Collected data entries
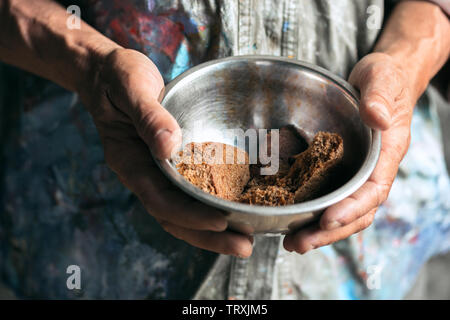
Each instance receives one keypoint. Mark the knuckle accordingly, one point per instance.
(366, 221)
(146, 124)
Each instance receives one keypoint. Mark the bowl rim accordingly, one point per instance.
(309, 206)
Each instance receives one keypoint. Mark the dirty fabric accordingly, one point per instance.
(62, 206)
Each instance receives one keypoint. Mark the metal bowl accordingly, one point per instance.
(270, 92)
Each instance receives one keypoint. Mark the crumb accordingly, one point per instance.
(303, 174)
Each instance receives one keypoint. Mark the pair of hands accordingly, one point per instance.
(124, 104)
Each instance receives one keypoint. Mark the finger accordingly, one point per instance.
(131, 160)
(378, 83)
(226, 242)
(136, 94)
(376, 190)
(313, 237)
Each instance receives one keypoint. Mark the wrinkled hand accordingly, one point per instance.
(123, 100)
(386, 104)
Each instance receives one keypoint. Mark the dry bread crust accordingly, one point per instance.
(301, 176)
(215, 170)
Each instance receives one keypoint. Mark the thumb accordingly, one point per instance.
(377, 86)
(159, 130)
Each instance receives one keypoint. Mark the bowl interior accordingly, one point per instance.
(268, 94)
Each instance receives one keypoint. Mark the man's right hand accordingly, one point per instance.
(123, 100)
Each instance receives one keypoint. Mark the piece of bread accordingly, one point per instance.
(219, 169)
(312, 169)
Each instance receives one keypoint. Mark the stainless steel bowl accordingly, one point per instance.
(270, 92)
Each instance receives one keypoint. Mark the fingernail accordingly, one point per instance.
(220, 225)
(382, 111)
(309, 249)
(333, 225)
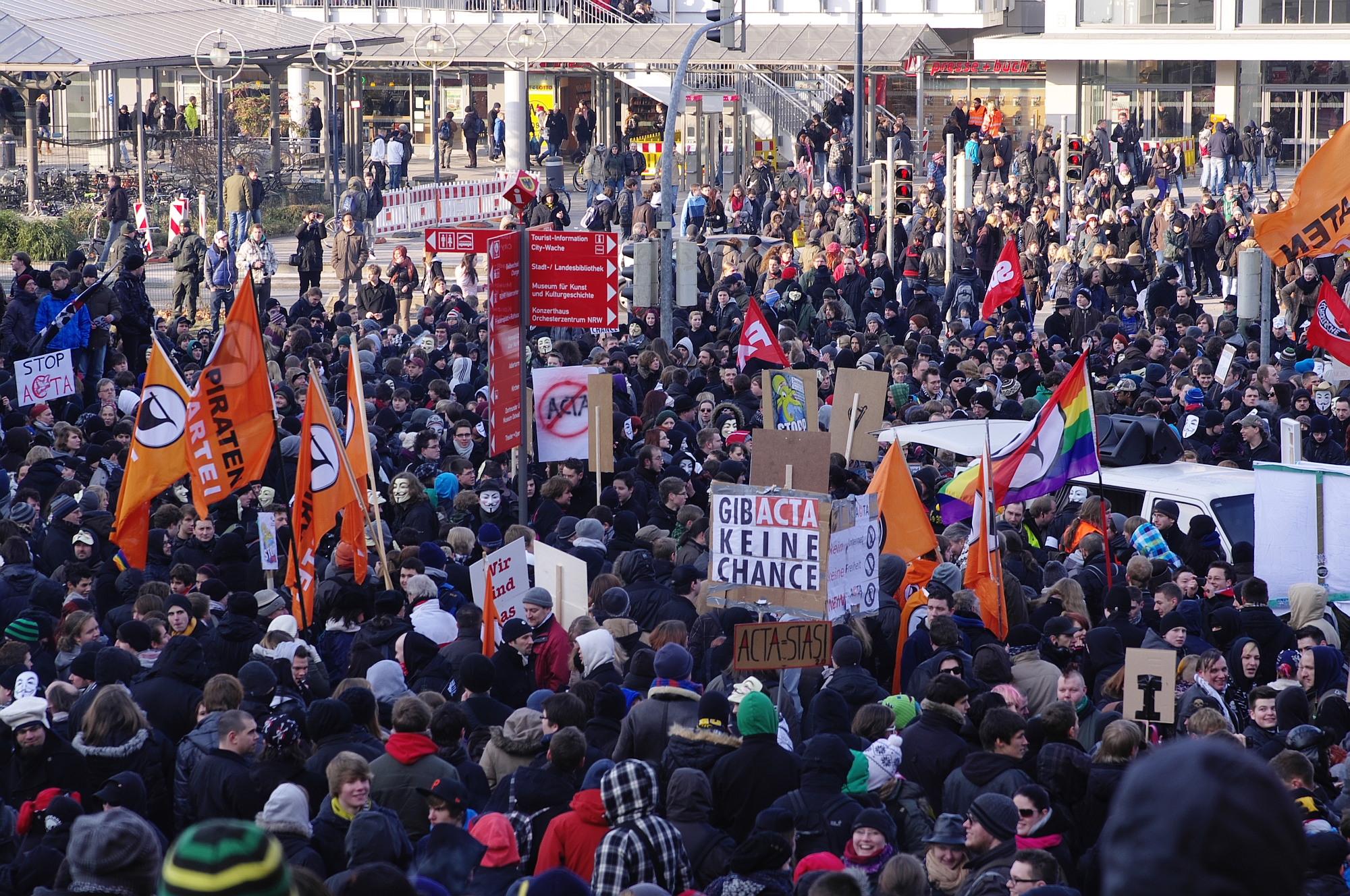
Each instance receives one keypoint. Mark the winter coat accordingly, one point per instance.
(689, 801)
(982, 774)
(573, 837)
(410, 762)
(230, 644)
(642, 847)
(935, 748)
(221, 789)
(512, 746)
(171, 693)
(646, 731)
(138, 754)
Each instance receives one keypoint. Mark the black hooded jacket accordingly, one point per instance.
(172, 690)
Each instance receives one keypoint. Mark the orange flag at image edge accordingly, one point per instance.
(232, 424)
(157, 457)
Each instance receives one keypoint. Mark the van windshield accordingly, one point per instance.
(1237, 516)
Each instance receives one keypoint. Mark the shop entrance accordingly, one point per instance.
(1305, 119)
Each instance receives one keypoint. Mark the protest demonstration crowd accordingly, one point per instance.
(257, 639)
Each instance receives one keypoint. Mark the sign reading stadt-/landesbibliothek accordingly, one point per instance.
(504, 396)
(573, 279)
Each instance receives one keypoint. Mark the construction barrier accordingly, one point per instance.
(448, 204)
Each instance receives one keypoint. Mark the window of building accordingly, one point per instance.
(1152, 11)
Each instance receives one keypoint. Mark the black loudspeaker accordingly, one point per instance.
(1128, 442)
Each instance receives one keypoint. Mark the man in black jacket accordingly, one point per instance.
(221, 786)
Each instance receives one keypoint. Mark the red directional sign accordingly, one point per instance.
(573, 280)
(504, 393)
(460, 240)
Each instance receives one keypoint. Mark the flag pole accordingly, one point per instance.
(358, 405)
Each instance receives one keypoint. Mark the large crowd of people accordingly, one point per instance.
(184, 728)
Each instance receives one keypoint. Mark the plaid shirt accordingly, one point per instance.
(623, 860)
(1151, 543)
---
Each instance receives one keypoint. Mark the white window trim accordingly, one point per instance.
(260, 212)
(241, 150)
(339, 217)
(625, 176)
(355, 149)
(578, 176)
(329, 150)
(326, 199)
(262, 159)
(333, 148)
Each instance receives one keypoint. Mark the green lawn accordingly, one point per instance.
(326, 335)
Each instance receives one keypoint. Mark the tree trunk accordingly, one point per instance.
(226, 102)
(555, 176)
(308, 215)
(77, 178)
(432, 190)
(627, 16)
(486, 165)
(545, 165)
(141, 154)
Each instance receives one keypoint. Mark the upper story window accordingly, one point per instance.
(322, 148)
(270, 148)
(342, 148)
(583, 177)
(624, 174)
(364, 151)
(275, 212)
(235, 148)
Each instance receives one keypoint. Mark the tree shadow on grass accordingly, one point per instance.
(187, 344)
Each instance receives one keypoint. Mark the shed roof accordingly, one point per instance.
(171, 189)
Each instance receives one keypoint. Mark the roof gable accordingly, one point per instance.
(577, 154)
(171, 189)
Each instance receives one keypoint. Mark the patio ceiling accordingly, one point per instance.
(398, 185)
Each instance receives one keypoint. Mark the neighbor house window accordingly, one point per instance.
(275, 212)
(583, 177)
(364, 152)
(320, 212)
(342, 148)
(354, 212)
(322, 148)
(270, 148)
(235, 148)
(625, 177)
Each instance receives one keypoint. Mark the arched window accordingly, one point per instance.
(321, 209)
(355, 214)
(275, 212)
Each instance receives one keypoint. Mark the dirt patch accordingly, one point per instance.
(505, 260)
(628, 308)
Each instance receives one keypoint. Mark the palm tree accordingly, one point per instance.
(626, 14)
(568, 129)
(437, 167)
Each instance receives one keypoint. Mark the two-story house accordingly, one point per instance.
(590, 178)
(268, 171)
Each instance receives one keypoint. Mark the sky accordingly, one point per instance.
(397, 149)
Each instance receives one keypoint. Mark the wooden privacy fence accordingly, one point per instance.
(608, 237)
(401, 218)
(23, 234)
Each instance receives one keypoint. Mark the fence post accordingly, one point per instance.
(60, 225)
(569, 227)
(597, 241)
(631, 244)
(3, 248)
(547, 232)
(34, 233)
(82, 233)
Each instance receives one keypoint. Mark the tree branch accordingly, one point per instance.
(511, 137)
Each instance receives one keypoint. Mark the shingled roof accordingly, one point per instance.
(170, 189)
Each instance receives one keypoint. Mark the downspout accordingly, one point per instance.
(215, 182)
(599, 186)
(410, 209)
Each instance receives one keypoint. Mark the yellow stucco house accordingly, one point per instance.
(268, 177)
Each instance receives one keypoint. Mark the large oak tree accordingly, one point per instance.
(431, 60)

### [Written instruction]
Convert the stretch of the listing above, from the line containing "Each instance receives one keypoint. Mark the red" through the line containing "(1151, 543)", into a JSON list of strings with one string per line. Skip any blank lines.

### [Full solution]
[
  "Each instance receives one keypoint. Mark the red directional sign accordingly, one point per instance.",
  "(573, 280)",
  "(504, 393)",
  "(460, 240)",
  "Each instance receives one keypoint. Mark the flag pole accordingly, one point per instance.",
  "(358, 405)",
  "Each instance receives one keypoint. Mark the large crowd of people accordingly, one point per instance.",
  "(184, 728)",
  "Each instance receives one keypoint. Mark the plaid shirt accordingly, one point per instance.",
  "(623, 860)",
  "(1151, 543)"
]